TASK DIRECTIONS
Your task is to transcribe the entries below exactly, beginning with the line containing "Where can the light" and ending with the final line, and to add nothing else.

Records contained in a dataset
— begin —

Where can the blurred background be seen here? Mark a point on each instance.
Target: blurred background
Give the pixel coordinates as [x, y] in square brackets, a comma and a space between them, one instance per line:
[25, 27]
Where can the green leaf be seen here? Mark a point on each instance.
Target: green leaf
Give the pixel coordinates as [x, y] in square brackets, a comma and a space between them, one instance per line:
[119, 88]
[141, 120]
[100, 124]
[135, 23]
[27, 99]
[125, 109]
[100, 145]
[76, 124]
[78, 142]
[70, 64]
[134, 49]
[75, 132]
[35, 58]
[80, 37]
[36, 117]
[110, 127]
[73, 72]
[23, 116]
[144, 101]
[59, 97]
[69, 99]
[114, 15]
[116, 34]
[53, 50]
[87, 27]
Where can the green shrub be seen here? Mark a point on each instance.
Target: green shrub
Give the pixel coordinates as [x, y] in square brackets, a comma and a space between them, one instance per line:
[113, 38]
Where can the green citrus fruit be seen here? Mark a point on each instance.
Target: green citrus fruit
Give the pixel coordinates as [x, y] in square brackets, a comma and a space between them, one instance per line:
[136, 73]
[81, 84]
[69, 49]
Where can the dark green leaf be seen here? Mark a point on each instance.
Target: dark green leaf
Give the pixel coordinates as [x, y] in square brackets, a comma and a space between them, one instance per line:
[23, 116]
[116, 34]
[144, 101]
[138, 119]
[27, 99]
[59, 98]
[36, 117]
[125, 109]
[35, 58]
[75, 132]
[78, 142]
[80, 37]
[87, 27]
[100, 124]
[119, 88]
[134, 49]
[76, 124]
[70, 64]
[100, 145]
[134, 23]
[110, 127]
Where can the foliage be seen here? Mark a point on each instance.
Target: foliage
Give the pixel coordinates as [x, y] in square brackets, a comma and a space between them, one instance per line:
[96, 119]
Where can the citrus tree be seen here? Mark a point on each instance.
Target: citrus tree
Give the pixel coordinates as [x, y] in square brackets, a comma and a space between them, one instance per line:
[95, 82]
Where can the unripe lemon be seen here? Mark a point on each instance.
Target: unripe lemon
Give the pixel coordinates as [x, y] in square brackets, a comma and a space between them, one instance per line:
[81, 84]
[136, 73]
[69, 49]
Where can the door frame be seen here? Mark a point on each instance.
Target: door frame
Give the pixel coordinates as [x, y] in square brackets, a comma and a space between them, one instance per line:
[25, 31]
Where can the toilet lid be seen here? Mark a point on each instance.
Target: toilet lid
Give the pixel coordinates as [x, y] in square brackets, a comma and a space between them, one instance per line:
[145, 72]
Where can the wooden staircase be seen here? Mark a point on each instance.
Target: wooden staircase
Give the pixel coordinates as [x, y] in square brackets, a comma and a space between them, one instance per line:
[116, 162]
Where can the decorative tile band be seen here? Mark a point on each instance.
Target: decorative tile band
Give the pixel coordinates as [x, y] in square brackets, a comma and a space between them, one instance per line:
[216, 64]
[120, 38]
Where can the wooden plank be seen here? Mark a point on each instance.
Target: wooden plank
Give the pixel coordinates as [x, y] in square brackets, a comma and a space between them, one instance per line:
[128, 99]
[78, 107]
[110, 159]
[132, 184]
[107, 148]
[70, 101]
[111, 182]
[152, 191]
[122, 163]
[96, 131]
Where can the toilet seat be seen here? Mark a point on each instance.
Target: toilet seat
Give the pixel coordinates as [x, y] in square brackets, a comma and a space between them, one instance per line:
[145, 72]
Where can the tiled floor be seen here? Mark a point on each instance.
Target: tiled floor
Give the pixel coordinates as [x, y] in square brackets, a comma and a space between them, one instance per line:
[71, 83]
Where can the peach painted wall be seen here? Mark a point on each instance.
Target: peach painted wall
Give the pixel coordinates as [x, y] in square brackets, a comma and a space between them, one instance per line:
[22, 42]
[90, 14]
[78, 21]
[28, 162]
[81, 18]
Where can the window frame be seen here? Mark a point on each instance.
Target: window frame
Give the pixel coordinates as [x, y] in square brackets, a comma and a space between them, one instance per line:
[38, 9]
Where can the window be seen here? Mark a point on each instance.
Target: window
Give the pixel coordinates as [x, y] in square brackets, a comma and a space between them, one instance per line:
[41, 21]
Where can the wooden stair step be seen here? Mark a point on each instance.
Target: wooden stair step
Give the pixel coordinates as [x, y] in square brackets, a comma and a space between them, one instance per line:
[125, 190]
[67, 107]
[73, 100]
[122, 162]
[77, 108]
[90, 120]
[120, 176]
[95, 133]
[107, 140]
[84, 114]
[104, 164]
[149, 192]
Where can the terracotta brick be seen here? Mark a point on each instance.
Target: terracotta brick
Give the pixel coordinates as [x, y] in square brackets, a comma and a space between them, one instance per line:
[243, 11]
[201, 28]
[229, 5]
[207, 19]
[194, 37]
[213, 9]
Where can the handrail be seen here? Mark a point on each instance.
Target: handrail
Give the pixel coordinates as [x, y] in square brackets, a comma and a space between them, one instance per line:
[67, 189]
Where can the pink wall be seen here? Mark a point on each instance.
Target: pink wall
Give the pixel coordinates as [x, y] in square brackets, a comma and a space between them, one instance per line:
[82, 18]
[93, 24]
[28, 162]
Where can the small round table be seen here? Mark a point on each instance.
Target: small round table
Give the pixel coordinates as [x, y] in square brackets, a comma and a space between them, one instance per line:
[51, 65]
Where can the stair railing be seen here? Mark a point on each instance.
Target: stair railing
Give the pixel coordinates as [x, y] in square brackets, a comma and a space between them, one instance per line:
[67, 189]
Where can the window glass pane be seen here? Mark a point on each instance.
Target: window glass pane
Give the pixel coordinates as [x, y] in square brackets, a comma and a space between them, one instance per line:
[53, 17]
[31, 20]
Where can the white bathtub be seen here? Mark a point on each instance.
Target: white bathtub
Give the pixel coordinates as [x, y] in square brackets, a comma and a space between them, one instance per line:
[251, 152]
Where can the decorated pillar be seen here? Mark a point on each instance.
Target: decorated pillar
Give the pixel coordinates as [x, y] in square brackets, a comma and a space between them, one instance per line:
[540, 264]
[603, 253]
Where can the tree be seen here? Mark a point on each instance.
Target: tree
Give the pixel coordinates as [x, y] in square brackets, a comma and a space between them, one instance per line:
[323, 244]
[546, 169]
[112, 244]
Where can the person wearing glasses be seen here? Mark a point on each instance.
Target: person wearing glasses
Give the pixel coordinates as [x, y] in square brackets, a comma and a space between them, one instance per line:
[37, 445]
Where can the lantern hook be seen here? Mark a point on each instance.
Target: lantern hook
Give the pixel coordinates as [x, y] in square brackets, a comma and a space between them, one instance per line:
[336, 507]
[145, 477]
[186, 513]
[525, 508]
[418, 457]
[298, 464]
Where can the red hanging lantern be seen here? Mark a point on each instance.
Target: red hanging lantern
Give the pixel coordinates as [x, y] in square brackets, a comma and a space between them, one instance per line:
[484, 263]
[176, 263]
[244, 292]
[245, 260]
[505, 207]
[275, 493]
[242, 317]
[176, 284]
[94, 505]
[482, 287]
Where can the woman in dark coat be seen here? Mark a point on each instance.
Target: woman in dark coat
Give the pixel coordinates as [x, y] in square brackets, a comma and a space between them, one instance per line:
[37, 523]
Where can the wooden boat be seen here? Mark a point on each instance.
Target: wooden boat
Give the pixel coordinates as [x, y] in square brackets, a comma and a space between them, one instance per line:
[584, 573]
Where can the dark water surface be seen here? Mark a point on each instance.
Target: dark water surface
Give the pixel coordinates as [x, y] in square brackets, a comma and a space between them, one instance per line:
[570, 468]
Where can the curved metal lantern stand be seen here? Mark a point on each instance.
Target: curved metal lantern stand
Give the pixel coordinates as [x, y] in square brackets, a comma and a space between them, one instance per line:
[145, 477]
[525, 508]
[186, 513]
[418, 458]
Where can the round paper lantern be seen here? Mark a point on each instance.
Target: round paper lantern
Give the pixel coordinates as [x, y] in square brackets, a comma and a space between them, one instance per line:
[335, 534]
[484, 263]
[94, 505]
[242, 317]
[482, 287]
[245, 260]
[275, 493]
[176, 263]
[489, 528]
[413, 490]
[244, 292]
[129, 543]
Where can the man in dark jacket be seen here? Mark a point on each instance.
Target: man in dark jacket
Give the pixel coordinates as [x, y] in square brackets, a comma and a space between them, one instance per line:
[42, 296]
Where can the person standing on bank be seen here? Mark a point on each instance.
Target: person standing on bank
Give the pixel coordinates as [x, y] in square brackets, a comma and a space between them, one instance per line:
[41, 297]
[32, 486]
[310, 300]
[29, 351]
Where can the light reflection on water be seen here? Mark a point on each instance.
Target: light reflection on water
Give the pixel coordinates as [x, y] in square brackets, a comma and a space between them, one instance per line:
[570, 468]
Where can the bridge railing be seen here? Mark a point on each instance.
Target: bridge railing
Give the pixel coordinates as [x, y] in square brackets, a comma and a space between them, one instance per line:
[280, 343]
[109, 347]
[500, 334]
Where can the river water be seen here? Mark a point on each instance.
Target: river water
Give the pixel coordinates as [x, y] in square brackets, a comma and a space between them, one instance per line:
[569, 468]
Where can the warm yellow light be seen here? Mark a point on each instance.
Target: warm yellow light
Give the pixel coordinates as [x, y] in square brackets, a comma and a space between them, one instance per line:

— end —

WORKED SOLUTION
Where can the light reflection on water be seen here? Mark a point on each instance.
Target: light reflection on water
Give the pixel coordinates as [x, y] in square brackets, a comma and a space between them, one instance per line:
[570, 468]
Where can the bridge railing be seen here? Mark a point on each instance.
Target: bridge railing
Give the pixel coordinates as [x, y] in square brackets, a comma and a space between them, one instance per line:
[280, 343]
[109, 347]
[500, 334]
Where can the river water be seen here? Mark a point on each instance.
Target: river water
Give the pixel coordinates as [x, y] in square brackets, a comma and a space between them, one instance per line:
[569, 468]
Where can the warm yellow light be seen here? Mark a point on each instance.
Target: warm yellow light
Give the pixel coordinates as [x, y] in square brackets, a comma and a space between them, one instance per line:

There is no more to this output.